____ Provided material
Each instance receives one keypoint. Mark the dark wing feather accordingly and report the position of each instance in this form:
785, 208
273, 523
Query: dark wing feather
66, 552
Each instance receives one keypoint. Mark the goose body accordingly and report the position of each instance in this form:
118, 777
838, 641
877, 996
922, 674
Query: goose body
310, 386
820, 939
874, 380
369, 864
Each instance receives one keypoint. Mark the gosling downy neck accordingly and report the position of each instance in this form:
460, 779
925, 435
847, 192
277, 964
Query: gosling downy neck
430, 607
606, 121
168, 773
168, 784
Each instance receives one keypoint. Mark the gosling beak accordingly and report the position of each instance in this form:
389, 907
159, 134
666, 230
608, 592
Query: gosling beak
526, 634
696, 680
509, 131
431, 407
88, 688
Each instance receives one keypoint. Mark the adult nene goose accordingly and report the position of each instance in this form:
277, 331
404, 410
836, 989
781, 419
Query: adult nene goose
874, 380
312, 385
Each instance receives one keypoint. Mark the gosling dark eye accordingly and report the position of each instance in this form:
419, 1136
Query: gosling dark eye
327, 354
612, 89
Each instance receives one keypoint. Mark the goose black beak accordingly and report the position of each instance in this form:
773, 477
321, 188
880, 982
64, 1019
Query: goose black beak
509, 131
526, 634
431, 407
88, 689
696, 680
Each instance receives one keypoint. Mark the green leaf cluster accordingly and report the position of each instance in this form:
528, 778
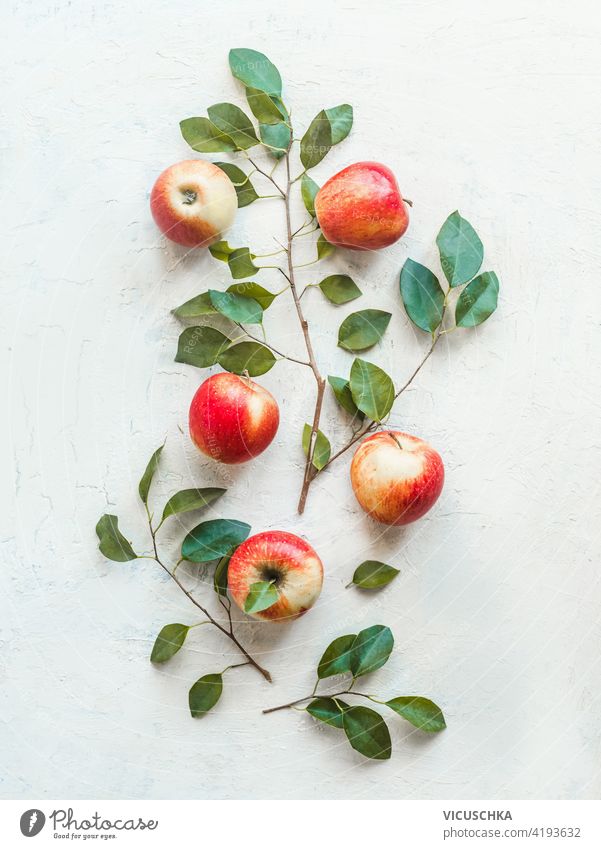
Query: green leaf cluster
356, 655
461, 254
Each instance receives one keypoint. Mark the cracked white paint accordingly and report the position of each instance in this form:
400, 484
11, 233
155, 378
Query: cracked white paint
488, 108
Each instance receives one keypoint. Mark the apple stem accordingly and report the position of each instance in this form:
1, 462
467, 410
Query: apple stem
228, 633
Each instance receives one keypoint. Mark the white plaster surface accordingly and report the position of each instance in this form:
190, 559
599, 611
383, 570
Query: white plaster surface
491, 108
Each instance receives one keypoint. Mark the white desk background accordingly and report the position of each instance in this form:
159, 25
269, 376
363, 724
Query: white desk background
489, 108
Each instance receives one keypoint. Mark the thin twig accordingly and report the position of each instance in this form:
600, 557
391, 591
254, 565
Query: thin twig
321, 383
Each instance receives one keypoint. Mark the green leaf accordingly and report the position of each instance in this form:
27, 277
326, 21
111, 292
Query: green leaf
252, 357
317, 141
277, 137
321, 450
237, 307
144, 485
169, 642
220, 576
255, 70
342, 391
324, 248
372, 390
309, 189
261, 595
112, 543
460, 248
367, 732
249, 289
231, 119
205, 694
241, 263
371, 649
341, 121
266, 109
478, 300
200, 346
336, 660
202, 135
362, 330
420, 712
422, 295
213, 539
340, 288
187, 500
221, 250
328, 710
195, 307
372, 574
241, 181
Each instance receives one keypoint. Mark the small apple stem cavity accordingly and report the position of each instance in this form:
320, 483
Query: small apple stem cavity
392, 436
________
- [Work instruction]
Repeat the records above verbatim, dropping the pictures.

- [Result of this task]
Each instance receives one keypoint. Mark the dark wing feather accordingly and report the position of each instance in this form:
785, 208
273, 523
Query: dark wing feather
66, 552
Each instance receives one keypoint. Mark the goose body accordingly and report the position of each instance in this form:
118, 777
838, 641
877, 996
922, 674
Query: goose body
310, 386
820, 939
874, 380
369, 864
Each instance receives one keypoint. Mark the gosling downy neck accordingly and report the position of each instance in this form:
460, 779
925, 435
847, 192
277, 964
Query: gosling downy neck
430, 607
606, 121
168, 773
168, 784
Each instance receives one keypoint. Mark the gosling beak accordingly and report the position of each instance in this form:
389, 907
159, 134
666, 230
608, 592
Query: gosling beak
526, 634
696, 680
509, 131
431, 407
88, 688
Each instance receives one keypoint. Mark the adult nene goose accordingly and report the position of each instance in this form:
277, 331
404, 410
836, 989
781, 419
Query: adult nene goose
874, 380
312, 385
Each instance receives one keypoint. Mark the gosling dark eye accordingly and report the position of each instance in this form:
419, 1136
Query: gosling dark eye
327, 354
612, 89
Each instance receives one keypoint. Mark the goose black beak accordingly and report the position of each instance in this form:
773, 477
321, 188
880, 982
64, 1019
Query: goose black beak
509, 131
526, 634
431, 407
88, 689
696, 680
Each instance receives one keypoint. Mark the green leaf cluster accordingly and report the position of each instance in this form:
528, 778
Query: green leaf cluster
356, 655
461, 254
Each instance receives one keypoint. Mark the cracked white paint accordingly and report the position of each instance in this form:
400, 484
11, 233
155, 378
Query: cracked white paint
488, 108
Each instance receives one keypoint. Mark the apple stem accordingly and report the position of each instance in this form:
1, 462
467, 410
Query: apple stem
228, 633
Each instance receives one keypoint. Mark the white plaster surface accordingly and report the position of each instance in this form:
190, 559
599, 611
383, 570
Query: white plaster surface
491, 108
Each instance receives one keypoint. Mark the white desk background accordingly and report the position of each instance in this form:
159, 25
269, 376
363, 724
Query: white desk background
489, 108
Each instance receives one keypoint. Mark the thin twig accordingly and report the position of each instance in this form:
600, 557
391, 591
254, 565
Query: thin twig
321, 383
Each instance receives one keypoint. Mark the green leaf accordingly and report the position of each instance in this form:
27, 277
326, 21
111, 292
Query: green leaf
252, 357
317, 141
277, 137
321, 450
237, 307
144, 485
169, 642
220, 576
255, 70
342, 391
324, 248
372, 390
309, 189
261, 595
112, 543
460, 248
367, 732
249, 289
231, 119
205, 694
241, 263
371, 649
341, 121
266, 109
478, 300
200, 346
336, 660
202, 135
362, 330
420, 712
422, 295
213, 539
340, 288
187, 500
221, 250
328, 710
195, 307
372, 574
241, 181
Each instance receives one keypoint. Mark the small apple stem cavity accordingly and report the position of each instance in this form:
320, 483
Query: small apple stem cavity
392, 436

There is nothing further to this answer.